-------- Material for this task

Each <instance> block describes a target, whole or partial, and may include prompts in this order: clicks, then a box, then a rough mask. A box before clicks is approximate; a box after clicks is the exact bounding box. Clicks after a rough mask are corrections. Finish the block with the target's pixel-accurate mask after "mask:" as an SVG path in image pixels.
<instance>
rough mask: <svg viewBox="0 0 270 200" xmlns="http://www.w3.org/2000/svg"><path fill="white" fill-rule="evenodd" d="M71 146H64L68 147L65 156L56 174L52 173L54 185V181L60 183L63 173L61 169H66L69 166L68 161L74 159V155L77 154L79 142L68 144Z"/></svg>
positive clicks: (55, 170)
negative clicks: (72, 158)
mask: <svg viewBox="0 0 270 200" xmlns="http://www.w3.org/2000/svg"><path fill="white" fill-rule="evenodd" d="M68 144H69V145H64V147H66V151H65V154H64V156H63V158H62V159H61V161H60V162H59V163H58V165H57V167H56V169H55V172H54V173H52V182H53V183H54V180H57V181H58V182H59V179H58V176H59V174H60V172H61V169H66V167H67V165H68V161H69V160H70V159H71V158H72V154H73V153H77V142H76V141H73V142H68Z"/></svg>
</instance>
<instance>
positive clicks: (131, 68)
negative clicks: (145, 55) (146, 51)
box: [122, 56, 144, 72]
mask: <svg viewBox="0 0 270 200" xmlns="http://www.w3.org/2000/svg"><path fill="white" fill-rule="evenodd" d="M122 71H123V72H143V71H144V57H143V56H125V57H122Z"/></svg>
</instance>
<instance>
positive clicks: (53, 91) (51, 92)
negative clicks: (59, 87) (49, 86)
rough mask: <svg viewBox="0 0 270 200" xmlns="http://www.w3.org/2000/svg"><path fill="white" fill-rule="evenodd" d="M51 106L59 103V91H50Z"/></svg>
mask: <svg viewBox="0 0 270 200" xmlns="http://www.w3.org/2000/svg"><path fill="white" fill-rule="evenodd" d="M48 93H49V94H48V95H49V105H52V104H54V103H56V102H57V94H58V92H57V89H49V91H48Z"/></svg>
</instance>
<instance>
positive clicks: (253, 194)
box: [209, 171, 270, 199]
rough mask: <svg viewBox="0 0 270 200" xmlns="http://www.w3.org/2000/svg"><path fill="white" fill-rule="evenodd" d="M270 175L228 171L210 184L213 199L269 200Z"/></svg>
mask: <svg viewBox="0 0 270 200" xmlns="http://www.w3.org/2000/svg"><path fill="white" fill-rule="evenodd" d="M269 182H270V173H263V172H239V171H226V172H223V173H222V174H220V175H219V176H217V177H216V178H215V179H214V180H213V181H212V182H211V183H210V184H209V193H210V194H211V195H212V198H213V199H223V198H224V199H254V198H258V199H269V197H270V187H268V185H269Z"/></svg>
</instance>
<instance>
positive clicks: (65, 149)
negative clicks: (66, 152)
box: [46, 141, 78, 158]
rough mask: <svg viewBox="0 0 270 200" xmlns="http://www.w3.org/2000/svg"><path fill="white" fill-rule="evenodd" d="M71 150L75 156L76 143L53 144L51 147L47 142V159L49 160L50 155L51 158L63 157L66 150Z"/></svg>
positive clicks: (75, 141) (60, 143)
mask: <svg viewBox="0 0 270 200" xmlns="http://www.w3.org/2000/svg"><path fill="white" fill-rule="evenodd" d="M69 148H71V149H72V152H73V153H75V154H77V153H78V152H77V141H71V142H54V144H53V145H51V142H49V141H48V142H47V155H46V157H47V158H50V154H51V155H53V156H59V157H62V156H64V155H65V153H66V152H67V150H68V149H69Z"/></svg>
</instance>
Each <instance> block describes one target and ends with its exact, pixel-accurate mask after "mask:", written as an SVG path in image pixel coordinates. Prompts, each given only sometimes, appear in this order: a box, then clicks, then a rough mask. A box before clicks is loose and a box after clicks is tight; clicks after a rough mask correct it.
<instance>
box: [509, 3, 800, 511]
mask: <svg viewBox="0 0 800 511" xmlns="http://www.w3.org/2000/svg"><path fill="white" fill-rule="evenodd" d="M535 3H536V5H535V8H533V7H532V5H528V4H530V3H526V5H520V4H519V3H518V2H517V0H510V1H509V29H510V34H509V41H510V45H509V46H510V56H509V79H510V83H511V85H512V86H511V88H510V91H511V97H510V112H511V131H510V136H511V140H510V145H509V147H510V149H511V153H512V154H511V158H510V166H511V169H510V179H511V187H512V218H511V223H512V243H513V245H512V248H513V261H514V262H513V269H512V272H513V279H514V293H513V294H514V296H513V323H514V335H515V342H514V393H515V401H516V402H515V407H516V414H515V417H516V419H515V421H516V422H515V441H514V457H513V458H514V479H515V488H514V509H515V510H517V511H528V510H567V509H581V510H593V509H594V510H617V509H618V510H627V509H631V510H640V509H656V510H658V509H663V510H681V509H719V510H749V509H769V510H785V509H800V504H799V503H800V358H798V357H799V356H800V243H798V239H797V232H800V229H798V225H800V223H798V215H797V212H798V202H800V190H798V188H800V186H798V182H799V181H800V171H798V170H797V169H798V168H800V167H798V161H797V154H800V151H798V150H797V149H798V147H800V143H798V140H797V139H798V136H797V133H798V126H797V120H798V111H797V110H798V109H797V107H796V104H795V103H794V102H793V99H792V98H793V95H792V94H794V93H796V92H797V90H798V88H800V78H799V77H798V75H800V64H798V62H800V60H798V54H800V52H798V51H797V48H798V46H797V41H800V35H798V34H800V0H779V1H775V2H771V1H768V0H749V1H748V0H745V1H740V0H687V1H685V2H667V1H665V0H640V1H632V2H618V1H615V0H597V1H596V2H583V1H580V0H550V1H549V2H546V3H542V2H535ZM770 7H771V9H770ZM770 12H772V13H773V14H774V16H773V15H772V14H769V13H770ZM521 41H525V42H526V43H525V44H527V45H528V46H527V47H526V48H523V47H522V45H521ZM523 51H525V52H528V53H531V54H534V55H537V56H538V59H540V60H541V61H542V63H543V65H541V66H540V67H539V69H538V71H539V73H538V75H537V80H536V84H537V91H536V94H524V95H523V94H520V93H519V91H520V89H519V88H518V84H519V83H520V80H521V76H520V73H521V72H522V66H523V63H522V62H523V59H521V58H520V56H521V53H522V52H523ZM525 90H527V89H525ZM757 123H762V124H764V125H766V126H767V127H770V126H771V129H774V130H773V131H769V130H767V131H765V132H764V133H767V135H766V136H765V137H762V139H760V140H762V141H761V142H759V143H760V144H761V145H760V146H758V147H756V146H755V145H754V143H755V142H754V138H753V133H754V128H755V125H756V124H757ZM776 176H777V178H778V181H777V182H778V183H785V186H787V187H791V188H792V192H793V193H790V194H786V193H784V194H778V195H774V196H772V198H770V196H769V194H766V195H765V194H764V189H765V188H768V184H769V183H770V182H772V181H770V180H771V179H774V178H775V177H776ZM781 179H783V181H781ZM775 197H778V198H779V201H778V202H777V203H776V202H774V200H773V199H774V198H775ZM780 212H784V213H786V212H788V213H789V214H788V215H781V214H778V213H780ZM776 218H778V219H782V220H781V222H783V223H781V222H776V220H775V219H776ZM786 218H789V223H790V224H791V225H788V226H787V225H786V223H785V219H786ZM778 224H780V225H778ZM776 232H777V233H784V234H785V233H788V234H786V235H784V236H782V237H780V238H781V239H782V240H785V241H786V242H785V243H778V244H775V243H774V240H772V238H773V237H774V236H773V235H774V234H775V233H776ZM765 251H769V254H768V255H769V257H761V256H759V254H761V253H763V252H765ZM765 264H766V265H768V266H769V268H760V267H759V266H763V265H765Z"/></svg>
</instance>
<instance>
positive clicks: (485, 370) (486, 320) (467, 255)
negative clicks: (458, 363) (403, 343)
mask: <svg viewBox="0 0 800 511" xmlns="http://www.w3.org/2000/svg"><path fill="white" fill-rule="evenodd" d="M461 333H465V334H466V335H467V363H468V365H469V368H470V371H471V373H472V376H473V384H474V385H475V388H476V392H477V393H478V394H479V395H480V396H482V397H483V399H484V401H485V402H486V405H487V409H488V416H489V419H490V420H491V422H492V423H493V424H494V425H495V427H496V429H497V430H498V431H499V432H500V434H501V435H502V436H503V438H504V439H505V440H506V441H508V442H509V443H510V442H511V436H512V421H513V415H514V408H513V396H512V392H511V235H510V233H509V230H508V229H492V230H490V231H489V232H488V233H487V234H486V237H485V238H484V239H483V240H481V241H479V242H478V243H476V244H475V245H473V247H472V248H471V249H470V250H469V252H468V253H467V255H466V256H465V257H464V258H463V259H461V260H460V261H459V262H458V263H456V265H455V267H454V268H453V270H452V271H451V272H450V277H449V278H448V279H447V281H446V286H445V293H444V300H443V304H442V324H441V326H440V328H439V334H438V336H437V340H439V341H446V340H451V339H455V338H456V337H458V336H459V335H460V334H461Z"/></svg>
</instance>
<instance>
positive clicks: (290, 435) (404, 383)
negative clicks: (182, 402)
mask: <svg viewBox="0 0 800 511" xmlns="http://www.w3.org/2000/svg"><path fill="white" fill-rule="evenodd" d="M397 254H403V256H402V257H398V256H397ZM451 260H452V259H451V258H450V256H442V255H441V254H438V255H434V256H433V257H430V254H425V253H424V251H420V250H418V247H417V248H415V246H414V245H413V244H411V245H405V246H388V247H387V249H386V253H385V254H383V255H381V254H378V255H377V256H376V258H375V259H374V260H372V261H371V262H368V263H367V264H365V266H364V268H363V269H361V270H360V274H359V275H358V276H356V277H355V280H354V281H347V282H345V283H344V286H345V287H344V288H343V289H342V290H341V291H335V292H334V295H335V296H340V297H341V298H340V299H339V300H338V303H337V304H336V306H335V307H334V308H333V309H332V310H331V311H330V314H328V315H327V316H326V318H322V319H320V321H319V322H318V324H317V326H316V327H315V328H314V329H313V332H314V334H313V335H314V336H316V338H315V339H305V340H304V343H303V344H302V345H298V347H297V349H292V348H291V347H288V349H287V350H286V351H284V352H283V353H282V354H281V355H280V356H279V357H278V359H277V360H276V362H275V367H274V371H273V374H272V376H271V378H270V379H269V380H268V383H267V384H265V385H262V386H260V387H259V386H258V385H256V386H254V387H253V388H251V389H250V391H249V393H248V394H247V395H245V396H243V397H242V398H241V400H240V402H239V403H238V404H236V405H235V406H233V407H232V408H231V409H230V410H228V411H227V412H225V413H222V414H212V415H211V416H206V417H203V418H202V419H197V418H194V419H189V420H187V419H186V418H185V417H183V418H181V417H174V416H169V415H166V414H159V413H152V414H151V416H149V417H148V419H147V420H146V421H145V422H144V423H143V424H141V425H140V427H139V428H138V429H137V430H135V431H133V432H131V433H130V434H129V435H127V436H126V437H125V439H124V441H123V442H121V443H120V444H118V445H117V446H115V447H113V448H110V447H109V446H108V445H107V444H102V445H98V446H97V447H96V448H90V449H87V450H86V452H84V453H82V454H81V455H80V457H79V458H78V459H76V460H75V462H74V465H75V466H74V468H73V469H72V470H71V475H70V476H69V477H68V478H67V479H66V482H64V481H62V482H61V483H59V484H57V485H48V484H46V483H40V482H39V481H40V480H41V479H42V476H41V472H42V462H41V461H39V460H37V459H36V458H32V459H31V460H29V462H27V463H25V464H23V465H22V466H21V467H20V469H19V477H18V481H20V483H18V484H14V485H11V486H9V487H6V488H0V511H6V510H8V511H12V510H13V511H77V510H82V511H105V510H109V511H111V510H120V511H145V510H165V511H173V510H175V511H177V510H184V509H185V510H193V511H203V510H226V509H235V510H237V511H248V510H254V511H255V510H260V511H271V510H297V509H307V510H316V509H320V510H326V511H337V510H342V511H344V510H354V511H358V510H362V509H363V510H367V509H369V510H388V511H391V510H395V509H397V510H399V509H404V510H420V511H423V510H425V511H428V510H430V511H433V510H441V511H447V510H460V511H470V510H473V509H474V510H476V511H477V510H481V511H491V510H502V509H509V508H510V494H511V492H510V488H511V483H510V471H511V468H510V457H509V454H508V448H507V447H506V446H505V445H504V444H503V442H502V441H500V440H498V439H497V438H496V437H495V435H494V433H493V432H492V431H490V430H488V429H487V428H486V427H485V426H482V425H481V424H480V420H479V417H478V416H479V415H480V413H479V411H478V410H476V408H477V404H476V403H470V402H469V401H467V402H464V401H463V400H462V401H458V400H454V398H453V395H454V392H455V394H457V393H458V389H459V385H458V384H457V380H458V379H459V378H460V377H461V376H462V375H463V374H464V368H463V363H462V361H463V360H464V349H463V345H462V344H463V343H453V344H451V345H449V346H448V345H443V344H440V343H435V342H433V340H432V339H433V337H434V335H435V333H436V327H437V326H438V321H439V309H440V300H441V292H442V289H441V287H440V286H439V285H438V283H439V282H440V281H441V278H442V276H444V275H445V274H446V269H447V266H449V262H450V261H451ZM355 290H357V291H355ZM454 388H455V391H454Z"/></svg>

----------------

Exercise brief: Looking at the entries above, can you reproduce exactly the lines from the one that holds "146H64L68 147L65 156L56" through the one that holds "positive clicks: (55, 170)", and only those?

Exercise output:
rough mask: <svg viewBox="0 0 270 200" xmlns="http://www.w3.org/2000/svg"><path fill="white" fill-rule="evenodd" d="M71 146H64L68 147L65 156L56 174L52 173L54 185V181L60 183L63 173L61 169H66L69 166L68 161L74 159V155L77 154L79 142L68 144Z"/></svg>
positive clicks: (55, 170)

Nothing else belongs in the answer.